(Instructions for the task) Only the lines starting at the one that contains "Pick out the white soccer" and running to the end should be repeated, exactly as written.

(Provided material)
%%
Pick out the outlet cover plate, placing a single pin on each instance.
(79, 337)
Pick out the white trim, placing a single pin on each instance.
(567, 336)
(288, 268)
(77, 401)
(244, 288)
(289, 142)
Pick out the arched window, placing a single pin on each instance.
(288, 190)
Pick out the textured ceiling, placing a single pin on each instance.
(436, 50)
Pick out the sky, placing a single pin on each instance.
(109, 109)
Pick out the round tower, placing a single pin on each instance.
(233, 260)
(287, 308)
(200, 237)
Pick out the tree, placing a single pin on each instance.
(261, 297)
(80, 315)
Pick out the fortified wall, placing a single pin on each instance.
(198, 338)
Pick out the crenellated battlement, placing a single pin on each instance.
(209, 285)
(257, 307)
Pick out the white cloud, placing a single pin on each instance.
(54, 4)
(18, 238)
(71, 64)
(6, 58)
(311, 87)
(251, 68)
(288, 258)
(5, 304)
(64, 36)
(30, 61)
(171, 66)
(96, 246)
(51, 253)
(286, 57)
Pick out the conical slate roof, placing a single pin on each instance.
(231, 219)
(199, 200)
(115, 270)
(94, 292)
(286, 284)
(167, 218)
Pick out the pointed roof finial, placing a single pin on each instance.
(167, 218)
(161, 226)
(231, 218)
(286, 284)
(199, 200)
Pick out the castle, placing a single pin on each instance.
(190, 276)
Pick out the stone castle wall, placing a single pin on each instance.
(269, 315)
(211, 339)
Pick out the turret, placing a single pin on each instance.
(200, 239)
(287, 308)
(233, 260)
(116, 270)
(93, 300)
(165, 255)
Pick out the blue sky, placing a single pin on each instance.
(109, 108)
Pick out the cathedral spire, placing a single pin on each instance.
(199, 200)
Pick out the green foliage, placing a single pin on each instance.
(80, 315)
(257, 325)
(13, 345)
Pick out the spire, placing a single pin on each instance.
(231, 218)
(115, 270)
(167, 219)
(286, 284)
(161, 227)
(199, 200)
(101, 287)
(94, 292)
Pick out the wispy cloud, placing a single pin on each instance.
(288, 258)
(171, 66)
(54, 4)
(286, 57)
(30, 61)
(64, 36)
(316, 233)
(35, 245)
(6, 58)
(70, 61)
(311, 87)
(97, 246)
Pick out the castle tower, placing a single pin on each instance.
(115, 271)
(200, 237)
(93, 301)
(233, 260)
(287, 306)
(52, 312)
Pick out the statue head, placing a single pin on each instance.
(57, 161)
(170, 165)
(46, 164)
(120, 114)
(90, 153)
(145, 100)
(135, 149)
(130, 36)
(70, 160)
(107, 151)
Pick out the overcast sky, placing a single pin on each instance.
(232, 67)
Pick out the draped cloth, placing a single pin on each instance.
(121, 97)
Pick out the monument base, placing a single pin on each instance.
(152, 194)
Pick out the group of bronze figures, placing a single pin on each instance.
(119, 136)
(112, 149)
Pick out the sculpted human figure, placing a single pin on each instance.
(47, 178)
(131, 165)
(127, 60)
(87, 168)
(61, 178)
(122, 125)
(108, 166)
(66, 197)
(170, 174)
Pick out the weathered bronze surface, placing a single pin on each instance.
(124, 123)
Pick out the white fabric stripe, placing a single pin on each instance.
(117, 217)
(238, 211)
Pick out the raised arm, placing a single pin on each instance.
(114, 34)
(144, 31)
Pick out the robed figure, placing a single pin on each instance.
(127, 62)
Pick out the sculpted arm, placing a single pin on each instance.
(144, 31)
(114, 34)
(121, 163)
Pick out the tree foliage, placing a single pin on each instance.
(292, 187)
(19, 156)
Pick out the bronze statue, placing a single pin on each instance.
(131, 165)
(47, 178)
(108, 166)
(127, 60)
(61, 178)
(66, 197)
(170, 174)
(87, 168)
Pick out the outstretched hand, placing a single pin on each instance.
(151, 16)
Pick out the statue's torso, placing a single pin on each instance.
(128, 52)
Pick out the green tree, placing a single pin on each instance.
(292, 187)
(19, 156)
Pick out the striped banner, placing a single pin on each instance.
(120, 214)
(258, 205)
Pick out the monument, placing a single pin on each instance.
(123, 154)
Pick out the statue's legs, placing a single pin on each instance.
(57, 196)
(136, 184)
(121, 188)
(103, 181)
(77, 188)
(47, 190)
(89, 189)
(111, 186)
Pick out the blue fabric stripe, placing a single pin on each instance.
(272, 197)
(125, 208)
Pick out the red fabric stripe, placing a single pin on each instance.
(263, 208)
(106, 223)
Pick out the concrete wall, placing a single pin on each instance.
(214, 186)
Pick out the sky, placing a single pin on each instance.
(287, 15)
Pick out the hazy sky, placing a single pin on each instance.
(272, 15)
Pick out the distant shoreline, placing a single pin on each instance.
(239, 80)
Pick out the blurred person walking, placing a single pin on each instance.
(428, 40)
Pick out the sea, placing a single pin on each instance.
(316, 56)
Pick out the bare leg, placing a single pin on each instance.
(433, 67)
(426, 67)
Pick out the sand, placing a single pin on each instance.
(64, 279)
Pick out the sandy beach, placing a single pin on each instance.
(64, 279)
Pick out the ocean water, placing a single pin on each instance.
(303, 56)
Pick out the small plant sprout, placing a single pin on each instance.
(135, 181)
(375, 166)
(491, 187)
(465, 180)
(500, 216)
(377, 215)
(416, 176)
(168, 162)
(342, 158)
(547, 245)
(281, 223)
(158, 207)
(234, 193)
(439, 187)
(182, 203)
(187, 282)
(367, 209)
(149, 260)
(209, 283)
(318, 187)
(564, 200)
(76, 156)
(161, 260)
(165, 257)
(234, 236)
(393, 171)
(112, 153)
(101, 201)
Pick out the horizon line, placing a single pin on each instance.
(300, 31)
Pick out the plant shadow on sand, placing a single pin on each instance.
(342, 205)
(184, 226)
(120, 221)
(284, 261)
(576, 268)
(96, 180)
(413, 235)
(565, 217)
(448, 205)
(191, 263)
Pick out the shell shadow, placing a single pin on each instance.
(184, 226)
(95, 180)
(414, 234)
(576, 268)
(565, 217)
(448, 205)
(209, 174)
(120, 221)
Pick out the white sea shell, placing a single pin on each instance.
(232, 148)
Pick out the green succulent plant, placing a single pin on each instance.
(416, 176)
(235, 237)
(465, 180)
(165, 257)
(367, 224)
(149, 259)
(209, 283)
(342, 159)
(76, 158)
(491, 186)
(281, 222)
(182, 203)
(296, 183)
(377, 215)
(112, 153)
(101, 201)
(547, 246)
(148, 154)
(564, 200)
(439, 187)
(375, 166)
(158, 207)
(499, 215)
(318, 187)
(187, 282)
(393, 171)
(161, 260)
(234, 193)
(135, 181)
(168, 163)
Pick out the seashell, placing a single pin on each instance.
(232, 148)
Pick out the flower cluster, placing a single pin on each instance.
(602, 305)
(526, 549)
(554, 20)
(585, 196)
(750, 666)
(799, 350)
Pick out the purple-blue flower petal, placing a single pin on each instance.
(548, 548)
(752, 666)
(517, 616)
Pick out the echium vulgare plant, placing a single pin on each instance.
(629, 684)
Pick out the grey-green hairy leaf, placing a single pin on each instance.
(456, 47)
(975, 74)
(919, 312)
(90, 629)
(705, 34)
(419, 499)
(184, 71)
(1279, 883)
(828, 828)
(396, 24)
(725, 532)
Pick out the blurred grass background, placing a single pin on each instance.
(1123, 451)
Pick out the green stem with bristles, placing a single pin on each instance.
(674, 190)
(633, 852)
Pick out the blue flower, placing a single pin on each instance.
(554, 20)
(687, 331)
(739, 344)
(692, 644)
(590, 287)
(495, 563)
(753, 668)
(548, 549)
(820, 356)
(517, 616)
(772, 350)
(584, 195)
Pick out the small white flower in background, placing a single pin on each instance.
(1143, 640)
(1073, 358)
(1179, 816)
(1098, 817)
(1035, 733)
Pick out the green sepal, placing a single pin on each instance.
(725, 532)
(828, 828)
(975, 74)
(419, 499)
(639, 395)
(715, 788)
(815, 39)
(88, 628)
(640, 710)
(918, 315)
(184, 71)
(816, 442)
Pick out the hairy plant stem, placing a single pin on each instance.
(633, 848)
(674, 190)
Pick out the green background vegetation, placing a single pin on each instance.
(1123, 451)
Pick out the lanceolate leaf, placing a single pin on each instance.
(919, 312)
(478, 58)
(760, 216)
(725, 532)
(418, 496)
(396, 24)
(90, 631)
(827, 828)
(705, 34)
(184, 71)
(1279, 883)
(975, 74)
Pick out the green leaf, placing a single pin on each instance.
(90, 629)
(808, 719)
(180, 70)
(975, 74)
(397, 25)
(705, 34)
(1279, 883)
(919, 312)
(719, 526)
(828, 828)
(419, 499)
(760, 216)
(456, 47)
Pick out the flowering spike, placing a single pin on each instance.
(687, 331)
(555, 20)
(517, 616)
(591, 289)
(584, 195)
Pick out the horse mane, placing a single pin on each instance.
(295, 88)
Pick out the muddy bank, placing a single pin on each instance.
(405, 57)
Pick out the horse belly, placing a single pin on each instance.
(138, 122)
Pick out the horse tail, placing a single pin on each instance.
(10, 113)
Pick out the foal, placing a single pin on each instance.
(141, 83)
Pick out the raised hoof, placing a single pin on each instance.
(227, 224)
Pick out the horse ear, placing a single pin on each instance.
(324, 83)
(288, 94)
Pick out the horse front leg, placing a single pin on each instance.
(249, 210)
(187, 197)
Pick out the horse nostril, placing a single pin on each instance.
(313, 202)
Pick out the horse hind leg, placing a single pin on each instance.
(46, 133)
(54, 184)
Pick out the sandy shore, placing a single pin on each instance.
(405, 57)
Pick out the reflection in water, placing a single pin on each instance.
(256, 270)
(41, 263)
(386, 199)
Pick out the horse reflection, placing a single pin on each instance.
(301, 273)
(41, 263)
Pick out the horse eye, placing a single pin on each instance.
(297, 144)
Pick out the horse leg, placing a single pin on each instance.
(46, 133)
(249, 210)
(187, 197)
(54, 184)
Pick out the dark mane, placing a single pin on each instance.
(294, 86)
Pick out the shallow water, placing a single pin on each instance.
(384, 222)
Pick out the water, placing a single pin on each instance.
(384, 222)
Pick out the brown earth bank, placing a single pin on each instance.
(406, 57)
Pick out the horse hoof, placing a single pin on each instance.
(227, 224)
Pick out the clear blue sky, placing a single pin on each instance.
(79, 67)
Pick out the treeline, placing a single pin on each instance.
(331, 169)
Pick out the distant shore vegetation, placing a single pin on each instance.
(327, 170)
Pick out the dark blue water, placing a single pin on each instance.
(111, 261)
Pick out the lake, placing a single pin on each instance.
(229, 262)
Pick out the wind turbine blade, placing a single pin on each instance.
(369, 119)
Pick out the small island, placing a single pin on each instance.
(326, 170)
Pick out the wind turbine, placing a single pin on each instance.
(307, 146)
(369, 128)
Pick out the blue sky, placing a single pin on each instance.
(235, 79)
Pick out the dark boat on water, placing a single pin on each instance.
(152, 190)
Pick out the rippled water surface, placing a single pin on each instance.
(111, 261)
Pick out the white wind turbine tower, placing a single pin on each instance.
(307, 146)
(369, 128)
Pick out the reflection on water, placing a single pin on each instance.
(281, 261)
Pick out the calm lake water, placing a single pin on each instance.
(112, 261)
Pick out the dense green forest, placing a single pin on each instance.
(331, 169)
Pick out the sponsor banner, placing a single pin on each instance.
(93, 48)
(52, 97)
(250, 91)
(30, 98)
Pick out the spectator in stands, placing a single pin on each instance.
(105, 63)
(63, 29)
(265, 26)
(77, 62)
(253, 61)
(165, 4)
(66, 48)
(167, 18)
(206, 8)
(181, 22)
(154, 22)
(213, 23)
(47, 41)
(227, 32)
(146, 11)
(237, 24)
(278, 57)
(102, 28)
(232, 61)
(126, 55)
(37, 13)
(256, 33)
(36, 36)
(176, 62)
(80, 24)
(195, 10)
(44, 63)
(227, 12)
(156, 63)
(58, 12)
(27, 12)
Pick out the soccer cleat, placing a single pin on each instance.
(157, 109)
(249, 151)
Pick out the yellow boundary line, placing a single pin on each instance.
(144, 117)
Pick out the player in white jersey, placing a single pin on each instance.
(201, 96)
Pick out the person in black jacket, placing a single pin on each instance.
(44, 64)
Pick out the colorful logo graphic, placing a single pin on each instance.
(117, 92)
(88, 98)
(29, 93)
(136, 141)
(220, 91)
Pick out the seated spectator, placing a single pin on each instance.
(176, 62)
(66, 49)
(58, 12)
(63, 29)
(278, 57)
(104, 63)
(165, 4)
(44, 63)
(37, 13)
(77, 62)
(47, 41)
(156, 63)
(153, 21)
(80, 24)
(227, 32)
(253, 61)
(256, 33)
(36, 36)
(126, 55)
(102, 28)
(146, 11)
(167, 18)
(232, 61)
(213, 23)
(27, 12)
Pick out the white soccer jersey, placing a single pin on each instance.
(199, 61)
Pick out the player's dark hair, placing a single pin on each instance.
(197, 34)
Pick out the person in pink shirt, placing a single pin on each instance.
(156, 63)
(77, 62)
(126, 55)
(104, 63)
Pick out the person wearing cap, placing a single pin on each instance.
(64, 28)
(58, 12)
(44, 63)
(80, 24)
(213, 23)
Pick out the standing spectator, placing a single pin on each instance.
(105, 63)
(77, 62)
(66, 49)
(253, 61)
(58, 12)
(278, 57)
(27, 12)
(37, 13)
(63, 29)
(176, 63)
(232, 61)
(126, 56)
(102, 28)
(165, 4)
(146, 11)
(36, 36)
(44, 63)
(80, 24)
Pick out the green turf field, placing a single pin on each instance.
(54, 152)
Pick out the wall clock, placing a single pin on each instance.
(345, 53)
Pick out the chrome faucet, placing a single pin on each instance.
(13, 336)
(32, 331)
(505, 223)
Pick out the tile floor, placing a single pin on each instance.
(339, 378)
%%
(Exercise result)
Pick out the white soccer jersey, placing a single pin on each instance.
(199, 61)
Pick out the player's dark hair, placing a single pin on each instance.
(197, 34)
Pick out the person in pink shirt, placing a single pin on each instance.
(156, 63)
(77, 62)
(126, 55)
(104, 63)
Pick out the person wearing cap, placing a single pin on each instance.
(64, 28)
(58, 12)
(44, 63)
(80, 24)
(213, 23)
Pick out the standing spectator, placing a single pin on each instance.
(105, 63)
(77, 62)
(66, 49)
(253, 61)
(58, 12)
(278, 57)
(27, 12)
(37, 13)
(63, 29)
(176, 63)
(232, 61)
(126, 56)
(102, 28)
(165, 4)
(146, 11)
(36, 36)
(44, 63)
(80, 24)
Pick out the green turf field, placing a single pin on each instance.
(54, 152)
Pick out the wall clock, placing a single pin on each instance.
(345, 53)
Pick out the chrome faucet, placing a single pin on each instance.
(13, 336)
(32, 331)
(505, 223)
Pick out the tile floor, placing a single pin on each instance.
(339, 378)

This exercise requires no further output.